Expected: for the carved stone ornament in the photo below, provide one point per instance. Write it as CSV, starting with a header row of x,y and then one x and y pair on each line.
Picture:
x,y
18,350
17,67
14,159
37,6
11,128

# # # # # # #

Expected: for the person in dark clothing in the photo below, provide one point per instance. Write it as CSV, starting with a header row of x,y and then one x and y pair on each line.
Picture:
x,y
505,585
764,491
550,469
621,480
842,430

# # # # # # #

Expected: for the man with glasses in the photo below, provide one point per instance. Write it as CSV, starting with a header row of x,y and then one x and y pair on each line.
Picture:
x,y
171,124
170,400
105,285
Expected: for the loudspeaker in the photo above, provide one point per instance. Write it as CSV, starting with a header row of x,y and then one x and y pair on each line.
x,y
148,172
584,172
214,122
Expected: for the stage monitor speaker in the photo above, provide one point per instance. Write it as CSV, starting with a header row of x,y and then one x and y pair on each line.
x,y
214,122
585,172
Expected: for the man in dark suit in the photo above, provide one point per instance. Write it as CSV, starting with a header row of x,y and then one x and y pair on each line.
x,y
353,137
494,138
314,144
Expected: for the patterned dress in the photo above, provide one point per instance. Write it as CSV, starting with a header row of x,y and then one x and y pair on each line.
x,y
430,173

# # # # # # #

* WHAT YOU SHOULD DO *
Only the number is wanted: how many lines in the entries above contain the string "below"?

* RESPONSE AREA *
3